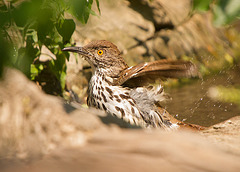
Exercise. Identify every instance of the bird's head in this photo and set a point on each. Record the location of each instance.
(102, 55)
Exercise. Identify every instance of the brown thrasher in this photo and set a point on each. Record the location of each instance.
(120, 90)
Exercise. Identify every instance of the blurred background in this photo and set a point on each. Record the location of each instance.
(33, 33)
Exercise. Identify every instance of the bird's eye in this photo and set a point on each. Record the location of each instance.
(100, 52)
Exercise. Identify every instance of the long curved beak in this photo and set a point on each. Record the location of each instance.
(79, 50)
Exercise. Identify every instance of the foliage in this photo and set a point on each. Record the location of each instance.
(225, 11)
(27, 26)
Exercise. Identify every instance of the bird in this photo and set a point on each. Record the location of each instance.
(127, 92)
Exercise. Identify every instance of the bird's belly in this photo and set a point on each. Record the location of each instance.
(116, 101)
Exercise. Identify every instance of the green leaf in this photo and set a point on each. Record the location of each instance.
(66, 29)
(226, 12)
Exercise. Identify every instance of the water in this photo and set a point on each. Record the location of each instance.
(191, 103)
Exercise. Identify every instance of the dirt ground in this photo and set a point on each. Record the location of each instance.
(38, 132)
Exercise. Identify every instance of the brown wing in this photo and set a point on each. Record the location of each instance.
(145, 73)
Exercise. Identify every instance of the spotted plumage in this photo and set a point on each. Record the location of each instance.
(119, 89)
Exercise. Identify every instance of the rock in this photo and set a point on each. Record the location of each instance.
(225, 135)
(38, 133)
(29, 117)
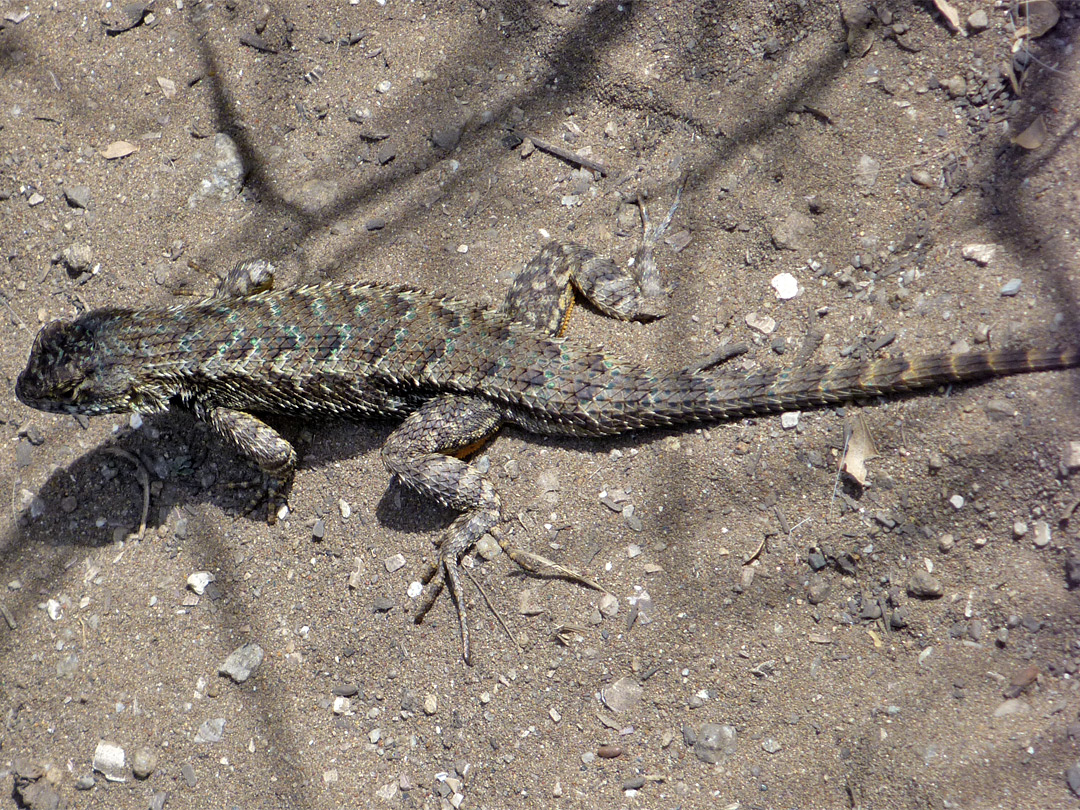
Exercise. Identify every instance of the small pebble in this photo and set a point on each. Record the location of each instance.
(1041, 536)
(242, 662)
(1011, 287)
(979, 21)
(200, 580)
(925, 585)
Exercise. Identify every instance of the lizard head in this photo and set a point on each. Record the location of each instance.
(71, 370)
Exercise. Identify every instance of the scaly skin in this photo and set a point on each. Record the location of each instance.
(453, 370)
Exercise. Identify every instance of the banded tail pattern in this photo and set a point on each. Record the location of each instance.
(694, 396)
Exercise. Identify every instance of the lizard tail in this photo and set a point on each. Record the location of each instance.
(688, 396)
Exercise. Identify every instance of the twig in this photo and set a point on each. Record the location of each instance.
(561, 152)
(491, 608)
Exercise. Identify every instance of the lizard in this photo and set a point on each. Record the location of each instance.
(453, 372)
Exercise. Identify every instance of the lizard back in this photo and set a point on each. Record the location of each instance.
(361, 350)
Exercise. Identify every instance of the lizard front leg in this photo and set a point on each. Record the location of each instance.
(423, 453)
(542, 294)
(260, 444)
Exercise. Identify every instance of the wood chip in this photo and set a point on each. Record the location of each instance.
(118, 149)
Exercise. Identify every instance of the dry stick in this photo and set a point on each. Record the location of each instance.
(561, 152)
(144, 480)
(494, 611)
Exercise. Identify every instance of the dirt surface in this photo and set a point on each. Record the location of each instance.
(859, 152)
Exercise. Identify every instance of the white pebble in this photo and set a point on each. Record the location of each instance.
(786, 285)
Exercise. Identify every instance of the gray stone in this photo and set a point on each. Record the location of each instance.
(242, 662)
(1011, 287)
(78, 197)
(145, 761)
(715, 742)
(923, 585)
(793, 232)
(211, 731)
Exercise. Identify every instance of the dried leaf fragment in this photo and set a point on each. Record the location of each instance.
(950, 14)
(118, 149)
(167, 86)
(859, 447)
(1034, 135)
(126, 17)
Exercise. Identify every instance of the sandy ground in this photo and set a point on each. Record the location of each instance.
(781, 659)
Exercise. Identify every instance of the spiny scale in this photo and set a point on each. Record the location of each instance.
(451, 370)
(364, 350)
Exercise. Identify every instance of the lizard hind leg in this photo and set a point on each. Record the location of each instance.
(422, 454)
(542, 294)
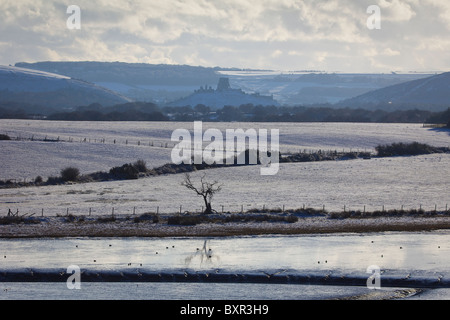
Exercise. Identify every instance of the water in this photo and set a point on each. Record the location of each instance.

▶ **Problem to work on**
Produce the data again character for character, with the images left out.

▶ **Completed exercise**
Exercise. Identify every instance of the bird's head in this photo and set a point on each. Record the location of each instance.
(102, 55)
Exercise. Identify every instance of the brown thrasher in this photo and set a point on each. Record the location of each instance.
(120, 90)
Exercise. Identify every instance of the blurred background in this photo and set a point on each. Record the location of each instance.
(33, 33)
Exercise. Identify every instance of the bird's eye in this photo and set a point on each. Record the location of each instance.
(100, 52)
Exercise. Identify every instance of the long curved beak in this photo and set a point on each. Record the location of each instance.
(79, 50)
Exercise. Identify every instance of the foliage in this photo and set a point on each. Record the location of each instance.
(225, 11)
(27, 26)
Exercise. Identify every instance of the bird in this photo and set a point on each. Record the location of each instance.
(127, 92)
Exercise. Identify every instance of the bird's belly in this photo and set a point on each. Record the location of each instance.
(116, 101)
Exercise. Identify every instance of the green leaf in this photo and set a point on each. Record the location of each instance.
(66, 29)
(226, 12)
Exercise. Identify every instance of the water in this photo and set a point on each. Record the location of each instance.
(191, 103)
Exercise. Identify every instance of the dirt ground in this photo and set a point on each. Record the location of each instance.
(38, 132)
Exercise. Identify every instance of the brown wing in this photo and set a point on each. Record the location of each instance.
(145, 73)
Exercise. Identify every instance of the spotted plumage in this photo and set a point on each. Record the location of each instance.
(119, 89)
Exercise. Identify every instance of the rock in this photo and set a point on each. Record the location of each instance.
(225, 135)
(38, 133)
(29, 117)
Exercise. Identify every instance of the small pebble in this photo and set a point on each. Record the location of each instance.
(1041, 536)
(242, 662)
(1011, 287)
(979, 21)
(200, 580)
(925, 585)
Exercise. Identify every instance of the lizard head in this photo and set a point on each. Record the location of each instance.
(71, 370)
Exercise. Identify every instance of the scaly skin in this photo and set a point on each. Record the location of each instance.
(453, 370)
Exercise. Identify every instance of the banded tail pattern in this photo and set a point on each. Record the location of each instance.
(694, 396)
Exercise. Identify every instance of the lizard tail in this photo and set a point on each. Record the location of each instance.
(688, 396)
Exercise. Identify every instance of the twig in this photo and set a point on each. Record the location of each instance.
(561, 152)
(491, 608)
Exercise. Identify every instance of the lizard in this photo and set a point on each. Record the location of each instance.
(453, 372)
Exercise. Identify every instance of the lizard back in this photo and set a point on each. Record the location of each instance.
(361, 350)
Exercise. Identify every instance of the lizard front leg in this photo and set a point on each. Record the location of each instance.
(423, 453)
(542, 294)
(260, 444)
Exercise. Identify every instance of the wood chip in this photo and set a point on each. Record the location of each instance.
(118, 149)
Exercise. Identify every instance of the dry stick in this photo and set a point on each. Record the location of each instance.
(561, 152)
(144, 480)
(494, 611)
Exercise. Identify every instance of the dirt surface in this photo and set a point on each. Record the location of each instance.
(859, 152)
Exercise. Identify every instance of the white pebble in this photo and set a point on each. Record the location of each instance.
(786, 285)
Exercise. Identify every instance of the gray stone in this photo and set a point on each. Record the location of each instance.
(242, 662)
(1011, 287)
(78, 197)
(145, 761)
(715, 742)
(923, 585)
(793, 232)
(211, 731)
Exercise. Identify every instance of the dried leaf fragment in this photo and set a point on each. Record the location of each instance.
(950, 14)
(118, 149)
(167, 86)
(859, 447)
(1034, 135)
(126, 17)
Exercise. Identify every instance of the sandy ground in this photo and set a point on each. Record the location of each instance.
(781, 659)
Exercise. Identify every instance of the spiny scale in this photo and set a point on each. Record the location of each instance.
(451, 370)
(364, 350)
Exercise. Identify every instance of the lizard hind leg in this photo and set a point on each. Record the location of each instance.
(422, 454)
(542, 294)
Exercise. Identify every instance of the water in this photo and set a point on each. Record the location of each instance.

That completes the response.